++++ Provided passage ++++
Dr. Cheng Da Granted Funding via NASA’s Early Career Investigator Program in Earth Science
3.28.2024
In February 2024, Dr. Cheng Da from the ocean assimilation group at the GMAO, was selected as part of NASA’s Early Career Investigator Program in Earth Science (Element A.39 of ROSES-2023). His proposal aims to improve analyses of the integrated Earth system by using strongly coupled, non-Gaussian data assimilation of NASA IMERG precipitation, with particular attention to the variables near the air-sea interface.
“Direct assimilation of precipitation retrievals has generally been limited to atmosphere models, while not applied so commonly in ocean or land models. Unlike the atmospheric model, where surface precipitation is a diagnostic variable, precipitation over the ocean and land serves as a major forcing for those uncoupled models.” Cheng said. “One unique aspect of this proposal is that, by using a strongly coupled data assimilation approach with the Ensemble Kalman Filter and a coupled system we can directly assimilate precipitation into the near-surface ocean layer, to improve its analysis by taking advantage of ensemble error covariance for cross-domain variables.”
Previously, Cheng developed a data assimilation testbed for a coupled quasi-geostrophic atmosphere-ocean model. He systematically compared the performance of different coupled assimilation strategies for both ensemble and variational assimilation methods. Cheng stated that during the research leading to the development of this testbed, he “found that while weakly and strongly coupled approaches generate atmosphere analysis with similar accuracy, the strongly coupled approach can significantly improve the ocean analysis. We also found that strongly coupled ensemble Kalman Filter has a similar accuracy as strongly coupled 4D-Var, and that both are both more accurate than the ‘outer-loop coupling’ approach adopted by the most state-of-the-art coupled analysis CERA, generated by the European Centre for Medium-Range Weather Forecasts. That is why we want to adopt the strongly coupled approach in our proposal.”
Besides the findings of the research itself, this proposal includes an educational component: creating more open-science computational projects on numerical weather prediction and data assimilation. “I am very grateful to my Ph.D. advisor, Professor Eugenia Kalnay, who always has a tremendous passion for teaching, especially sharing the latest research results with us students,” Cheng said. “She is also very open that she posted all the learning materials for data assimilation on her website. I learned data assimilation even before I became her student. I will do the same thing to help others.”
++++ Dataset ++++
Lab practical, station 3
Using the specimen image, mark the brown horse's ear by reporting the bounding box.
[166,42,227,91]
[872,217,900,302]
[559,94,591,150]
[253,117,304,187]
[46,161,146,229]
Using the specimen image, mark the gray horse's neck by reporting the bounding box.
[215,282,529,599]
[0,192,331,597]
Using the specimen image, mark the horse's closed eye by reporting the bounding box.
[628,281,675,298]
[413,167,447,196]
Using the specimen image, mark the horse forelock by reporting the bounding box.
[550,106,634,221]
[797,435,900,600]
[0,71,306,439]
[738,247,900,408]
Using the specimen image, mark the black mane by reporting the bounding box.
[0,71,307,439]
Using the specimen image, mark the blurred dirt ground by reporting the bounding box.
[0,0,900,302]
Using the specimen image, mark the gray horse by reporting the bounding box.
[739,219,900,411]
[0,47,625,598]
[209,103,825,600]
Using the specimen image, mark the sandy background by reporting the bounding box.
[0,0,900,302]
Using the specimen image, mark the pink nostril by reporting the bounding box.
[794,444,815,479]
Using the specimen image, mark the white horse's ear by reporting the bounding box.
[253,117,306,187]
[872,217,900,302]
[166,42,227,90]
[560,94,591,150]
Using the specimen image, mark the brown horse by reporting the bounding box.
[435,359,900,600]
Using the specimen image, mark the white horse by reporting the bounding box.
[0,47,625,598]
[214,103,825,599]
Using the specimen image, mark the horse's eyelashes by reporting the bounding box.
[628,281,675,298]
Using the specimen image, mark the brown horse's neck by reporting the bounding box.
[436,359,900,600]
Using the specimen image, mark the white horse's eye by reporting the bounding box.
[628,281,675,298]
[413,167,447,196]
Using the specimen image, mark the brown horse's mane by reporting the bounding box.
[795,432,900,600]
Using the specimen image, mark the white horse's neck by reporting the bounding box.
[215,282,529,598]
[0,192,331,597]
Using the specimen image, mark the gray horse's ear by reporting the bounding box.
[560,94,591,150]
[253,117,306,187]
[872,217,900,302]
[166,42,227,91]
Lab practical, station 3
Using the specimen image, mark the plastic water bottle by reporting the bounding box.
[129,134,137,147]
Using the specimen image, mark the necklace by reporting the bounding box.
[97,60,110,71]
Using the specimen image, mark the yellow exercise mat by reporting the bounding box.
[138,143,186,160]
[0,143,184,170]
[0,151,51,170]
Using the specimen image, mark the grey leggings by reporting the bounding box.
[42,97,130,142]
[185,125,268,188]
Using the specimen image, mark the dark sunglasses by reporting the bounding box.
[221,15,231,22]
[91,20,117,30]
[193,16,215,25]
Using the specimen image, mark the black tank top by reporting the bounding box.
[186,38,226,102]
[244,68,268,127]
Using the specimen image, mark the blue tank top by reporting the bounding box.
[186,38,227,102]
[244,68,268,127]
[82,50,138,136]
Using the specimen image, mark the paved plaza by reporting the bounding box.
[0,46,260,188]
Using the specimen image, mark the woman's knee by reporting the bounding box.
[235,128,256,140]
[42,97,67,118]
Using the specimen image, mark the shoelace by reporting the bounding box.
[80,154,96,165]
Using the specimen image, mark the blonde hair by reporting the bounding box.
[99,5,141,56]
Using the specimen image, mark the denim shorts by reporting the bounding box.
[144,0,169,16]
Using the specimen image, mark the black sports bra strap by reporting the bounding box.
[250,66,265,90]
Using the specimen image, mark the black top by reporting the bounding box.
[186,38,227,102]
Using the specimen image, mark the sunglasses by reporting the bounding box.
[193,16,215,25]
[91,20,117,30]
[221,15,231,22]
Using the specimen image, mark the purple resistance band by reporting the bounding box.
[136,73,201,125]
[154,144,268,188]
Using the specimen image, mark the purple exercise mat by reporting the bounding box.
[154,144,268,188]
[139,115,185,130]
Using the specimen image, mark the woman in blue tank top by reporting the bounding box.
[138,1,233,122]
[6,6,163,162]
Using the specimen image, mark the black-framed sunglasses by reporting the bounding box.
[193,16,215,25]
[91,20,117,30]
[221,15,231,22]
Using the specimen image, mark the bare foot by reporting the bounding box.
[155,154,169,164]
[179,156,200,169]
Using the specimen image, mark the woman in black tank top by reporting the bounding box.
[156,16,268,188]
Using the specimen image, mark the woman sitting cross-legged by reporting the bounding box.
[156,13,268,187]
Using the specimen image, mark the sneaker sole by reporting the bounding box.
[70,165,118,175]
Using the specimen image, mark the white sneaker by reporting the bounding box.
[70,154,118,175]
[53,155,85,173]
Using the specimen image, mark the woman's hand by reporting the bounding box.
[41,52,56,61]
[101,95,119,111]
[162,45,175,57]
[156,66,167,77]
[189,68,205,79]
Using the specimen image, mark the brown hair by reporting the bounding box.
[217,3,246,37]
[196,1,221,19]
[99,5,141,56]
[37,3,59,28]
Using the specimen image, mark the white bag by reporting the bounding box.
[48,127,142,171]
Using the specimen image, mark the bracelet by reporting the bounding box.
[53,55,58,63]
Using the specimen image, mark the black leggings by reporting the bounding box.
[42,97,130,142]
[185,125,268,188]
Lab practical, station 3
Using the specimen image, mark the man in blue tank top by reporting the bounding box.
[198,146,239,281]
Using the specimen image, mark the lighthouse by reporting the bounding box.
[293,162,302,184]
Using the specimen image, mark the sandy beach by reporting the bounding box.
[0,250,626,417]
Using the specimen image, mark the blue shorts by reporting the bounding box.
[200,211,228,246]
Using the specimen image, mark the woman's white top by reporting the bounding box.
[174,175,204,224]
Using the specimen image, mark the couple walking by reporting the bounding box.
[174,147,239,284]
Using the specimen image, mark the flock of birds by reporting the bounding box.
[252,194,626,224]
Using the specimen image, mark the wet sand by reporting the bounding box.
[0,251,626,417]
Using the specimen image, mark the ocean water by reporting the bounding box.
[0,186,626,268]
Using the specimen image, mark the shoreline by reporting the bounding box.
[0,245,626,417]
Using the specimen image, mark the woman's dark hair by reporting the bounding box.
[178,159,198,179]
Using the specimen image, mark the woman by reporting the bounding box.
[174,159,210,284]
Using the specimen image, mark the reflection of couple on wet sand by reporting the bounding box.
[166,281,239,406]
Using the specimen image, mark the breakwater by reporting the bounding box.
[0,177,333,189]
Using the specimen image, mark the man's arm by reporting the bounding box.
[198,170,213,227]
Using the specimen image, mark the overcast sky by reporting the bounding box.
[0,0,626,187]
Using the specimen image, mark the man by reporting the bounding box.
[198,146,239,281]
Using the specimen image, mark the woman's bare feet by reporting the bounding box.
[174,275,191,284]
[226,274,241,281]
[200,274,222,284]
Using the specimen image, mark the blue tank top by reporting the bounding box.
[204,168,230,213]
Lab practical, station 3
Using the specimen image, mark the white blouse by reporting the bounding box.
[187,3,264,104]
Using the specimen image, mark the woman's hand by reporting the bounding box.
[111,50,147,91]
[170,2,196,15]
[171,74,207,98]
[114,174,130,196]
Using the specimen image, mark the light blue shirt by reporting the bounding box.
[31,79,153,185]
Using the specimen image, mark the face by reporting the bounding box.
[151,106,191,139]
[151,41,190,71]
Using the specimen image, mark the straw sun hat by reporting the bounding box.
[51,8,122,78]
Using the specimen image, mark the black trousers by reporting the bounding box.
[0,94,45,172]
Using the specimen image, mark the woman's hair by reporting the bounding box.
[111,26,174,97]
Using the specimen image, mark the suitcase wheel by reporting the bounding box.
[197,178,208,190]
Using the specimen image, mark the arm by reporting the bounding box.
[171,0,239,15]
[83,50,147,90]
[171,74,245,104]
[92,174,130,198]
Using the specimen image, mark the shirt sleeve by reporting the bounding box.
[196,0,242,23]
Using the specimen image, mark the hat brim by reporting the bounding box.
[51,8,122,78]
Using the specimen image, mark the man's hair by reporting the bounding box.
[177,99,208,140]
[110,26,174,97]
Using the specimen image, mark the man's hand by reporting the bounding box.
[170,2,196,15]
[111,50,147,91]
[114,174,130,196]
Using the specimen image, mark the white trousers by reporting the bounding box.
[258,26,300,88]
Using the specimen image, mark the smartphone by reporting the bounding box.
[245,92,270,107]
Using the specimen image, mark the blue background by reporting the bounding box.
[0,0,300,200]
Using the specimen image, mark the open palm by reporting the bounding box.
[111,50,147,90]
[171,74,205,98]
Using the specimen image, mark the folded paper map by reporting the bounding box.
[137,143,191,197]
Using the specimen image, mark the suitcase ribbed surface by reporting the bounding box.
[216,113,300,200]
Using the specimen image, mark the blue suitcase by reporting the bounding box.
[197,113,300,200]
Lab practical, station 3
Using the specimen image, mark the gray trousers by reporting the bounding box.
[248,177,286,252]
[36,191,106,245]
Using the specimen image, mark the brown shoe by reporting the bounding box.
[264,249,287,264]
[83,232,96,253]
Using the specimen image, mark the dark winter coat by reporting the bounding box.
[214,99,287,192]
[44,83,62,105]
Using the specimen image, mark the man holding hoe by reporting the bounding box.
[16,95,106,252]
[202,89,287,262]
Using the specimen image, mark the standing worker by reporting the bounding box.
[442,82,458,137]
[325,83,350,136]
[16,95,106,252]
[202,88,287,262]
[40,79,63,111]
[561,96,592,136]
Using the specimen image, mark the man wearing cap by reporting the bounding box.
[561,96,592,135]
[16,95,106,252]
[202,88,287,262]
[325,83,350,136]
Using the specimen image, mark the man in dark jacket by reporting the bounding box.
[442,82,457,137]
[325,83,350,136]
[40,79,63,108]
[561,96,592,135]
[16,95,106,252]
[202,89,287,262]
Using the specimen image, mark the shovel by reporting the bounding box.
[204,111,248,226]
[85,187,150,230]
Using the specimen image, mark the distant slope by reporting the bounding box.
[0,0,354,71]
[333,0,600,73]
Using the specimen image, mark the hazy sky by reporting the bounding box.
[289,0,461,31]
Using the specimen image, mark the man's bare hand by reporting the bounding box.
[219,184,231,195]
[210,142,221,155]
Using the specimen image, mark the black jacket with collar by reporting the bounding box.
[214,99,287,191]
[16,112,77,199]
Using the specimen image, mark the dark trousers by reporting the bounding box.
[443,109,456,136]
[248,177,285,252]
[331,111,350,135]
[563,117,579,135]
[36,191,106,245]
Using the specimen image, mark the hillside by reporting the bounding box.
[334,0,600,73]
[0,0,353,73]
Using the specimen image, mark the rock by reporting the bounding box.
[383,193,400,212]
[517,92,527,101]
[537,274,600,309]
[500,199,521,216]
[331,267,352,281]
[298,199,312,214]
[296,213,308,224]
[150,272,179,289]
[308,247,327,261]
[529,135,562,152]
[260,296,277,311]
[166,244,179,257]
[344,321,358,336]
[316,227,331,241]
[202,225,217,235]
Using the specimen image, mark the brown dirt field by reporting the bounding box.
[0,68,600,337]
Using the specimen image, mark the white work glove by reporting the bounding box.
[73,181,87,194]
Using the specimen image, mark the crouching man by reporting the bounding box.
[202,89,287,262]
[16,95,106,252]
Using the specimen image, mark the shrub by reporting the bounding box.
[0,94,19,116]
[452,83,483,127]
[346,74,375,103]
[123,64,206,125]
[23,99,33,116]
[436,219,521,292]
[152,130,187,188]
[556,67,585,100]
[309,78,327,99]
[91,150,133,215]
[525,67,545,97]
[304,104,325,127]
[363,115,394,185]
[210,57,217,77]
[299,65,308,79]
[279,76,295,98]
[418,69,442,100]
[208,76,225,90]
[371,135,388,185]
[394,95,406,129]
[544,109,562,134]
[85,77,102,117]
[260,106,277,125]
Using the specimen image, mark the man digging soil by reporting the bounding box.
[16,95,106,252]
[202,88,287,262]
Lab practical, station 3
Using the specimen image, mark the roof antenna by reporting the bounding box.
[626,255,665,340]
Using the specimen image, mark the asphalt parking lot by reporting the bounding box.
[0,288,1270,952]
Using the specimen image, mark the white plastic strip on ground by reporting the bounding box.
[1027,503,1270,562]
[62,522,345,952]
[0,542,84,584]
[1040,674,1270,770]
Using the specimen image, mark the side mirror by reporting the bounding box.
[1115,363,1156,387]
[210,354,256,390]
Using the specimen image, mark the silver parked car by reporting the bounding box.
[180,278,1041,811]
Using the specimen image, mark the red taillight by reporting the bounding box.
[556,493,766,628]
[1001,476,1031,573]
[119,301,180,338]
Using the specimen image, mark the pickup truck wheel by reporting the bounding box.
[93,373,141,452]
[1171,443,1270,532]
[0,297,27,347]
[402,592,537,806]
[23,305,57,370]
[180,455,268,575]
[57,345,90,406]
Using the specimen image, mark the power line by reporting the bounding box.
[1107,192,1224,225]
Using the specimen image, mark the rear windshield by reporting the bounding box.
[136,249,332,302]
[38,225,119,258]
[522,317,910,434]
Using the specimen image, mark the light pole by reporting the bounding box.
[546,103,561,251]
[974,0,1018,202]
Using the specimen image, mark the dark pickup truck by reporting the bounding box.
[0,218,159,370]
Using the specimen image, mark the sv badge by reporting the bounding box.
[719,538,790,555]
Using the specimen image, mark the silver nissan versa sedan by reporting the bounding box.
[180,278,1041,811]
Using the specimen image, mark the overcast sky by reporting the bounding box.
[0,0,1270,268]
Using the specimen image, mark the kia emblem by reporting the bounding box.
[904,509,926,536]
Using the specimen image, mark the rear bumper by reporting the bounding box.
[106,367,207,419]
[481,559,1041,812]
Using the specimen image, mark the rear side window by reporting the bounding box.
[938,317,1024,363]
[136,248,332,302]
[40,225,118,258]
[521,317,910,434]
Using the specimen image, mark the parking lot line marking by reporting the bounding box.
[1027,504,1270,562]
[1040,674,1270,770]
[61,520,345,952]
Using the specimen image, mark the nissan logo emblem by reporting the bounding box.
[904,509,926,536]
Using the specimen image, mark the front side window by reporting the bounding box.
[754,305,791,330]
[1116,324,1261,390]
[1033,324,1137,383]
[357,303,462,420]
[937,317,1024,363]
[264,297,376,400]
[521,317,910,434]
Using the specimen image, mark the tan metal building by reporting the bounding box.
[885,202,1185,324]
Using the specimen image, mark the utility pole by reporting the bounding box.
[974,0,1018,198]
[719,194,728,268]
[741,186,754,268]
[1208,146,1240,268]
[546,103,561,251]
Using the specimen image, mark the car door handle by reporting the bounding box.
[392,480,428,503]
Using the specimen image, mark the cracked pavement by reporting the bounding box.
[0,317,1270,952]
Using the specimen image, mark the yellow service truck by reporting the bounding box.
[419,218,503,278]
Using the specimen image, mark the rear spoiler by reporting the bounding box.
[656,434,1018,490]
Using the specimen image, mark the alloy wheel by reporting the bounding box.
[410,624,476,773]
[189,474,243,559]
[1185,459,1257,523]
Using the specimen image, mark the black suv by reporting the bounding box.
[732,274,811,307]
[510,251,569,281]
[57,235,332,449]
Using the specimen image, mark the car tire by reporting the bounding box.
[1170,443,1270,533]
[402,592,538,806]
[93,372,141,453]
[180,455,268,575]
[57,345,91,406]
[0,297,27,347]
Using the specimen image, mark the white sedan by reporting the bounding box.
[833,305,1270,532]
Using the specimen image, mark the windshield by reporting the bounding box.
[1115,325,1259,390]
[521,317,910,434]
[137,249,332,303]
++++
Directions for this task:
From the article on Dr. Cheng Da's NASA funding, output the section that begins with the words containing "Dr. Cheng Da Granted" and ends with "the air-sea interface.", copying it word for word.

Written solution:
Dr. Cheng Da Granted Funding via NASA’s Early Career Investigator Program in Earth Science
3.28.2024
In February 2024, Dr. Cheng Da from the ocean assimilation group at the GMAO, was selected as part of NASA’s Early Career Investigator Program in Earth Science (Element A.39 of ROSES-2023). His proposal aims to improve analyses of the integrated Earth system by using strongly coupled, non-Gaussian data assimilation of NASA IMERG precipitation, with particular attention to the variables near the air-sea interface.